GIVEN PASSAGE:
━━━━
My deepest thanks to Dr Jonathan Black and the Dorich House, London
for the permission to use their material. MR.
Dora Gordine, one of the most prominent sculptors of the XX century, was born 'Dora Gordin' on 8 June 1895 in Liepaja (Latvia) (Libau/Libava) to Morduch (Mark) Gordin and Emma Ester Schepshelevitch. Dora gave this birth date to the Estonian police in August 1928 and the birthplace to organisers of the Salon des Tuileries in Paris in 1926. She varied her birth date, when she was interviewed by British and French journalists during the 1920's, from 1902 to 1906.
Both parents gave their religion as Jewish. Mark/Morduch Gordin seems to have thought of himself as Russian while Dora's elder brother, Leopold, referred to his mother as being Latvian. The father may have been an engineer or prosperous businessman involved in the transformation of Libau's port into the major base for the Russian Baltic Fleet at the turn of the 20th century. In the late 1920's Dora often claimed he had been a St. Petersburg-based architect who moved comfortably in cultivated artistic circles. In later life Dora claimed that her father's family were originally Scottish; one ancestor was a Scottish architect who had worked for Catherine the Great no less. By the 1940's her father had been transformed into a Tsarist General and his mother a Princess! She would never let the truth interfere with creating a favourable impression.
━━━━
(Dataset items)
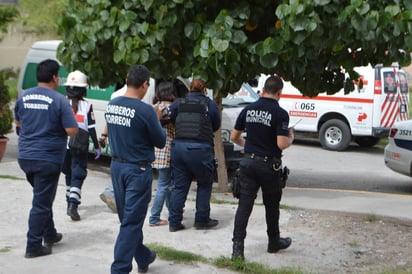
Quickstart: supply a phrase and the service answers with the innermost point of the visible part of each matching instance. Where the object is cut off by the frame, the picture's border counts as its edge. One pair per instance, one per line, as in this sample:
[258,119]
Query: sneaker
[211,223]
[72,211]
[43,251]
[282,243]
[53,240]
[151,260]
[161,222]
[109,201]
[176,228]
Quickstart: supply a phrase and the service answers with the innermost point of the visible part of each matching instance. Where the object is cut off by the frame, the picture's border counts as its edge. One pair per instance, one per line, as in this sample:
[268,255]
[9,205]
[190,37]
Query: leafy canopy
[228,42]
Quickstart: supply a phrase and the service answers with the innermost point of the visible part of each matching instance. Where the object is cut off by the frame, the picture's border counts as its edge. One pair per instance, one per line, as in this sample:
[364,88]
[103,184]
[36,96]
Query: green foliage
━━━━
WHAT IS ASKED:
- a) List every occupation or rank that the Dora Gordine biography attributes to her father, whether as possibility or as Dora's claim.
- b) In the Dora Gordine biography, to whom did Dora give her birthplace in 1926?
- c) Continue the Dora Gordine biography with a further paragraph, beginning after its final sentence.
The listing has no connection to the biography of Dora Gordine.

RESULTS OF THE TASKS:
- a)
Engineer
Prosperous businessman
St. Petersburg-based architect
Tsarist General

- b) She gave it to the organisers of the Salon des Tuileries in Paris.

- c)
Dora had two elder brothers: Nikolai (born 1888) and Leopold (born 1893) and one elder sister Anna (born 1892). It looks like Dora's father moved to Tallinn (then Revel) around 1911. Records kept by Edinburgh University indicate that from 1912 Leopold considered Revel to be home. By then the Gordin family were living in a prestigious art nouveau building at 21B Tatari street designed by the important Estonian architect Karl Burman for prominent local property developer, journalist and Estonian nationalist August Busch (1868-1922).
Dora crossed the path of at least three artists associated with the Noor Eesti (Young Estonia) Movement launched in 1905: sculptors Anton Starkopf and Jan Koort and flamboyant painter Ants Laikmaa who ran an art school, c. 1913-1929, in his top floor rooms at 21B Tatari str. What did Dora get up to during the First World War? She would have been 19 in 1914; she later claimed to have spent some time before the War in St. Petersburg, studying music at the Conservatoire. She also claimed to have met Diaghilev and Leon Bakst and made many contacts with members of the Ballets Russes. No evidence has emerged to prove or disprove these claims. She may have received some artistic training in Tallinn during the war. Dora may have also studied at the National School of Applied Arts and Crafts established in Tallinn in 1913. Between 1914 and 1920 a one-year course in sculpture was taught there by Estonian artist Nathalie Mei.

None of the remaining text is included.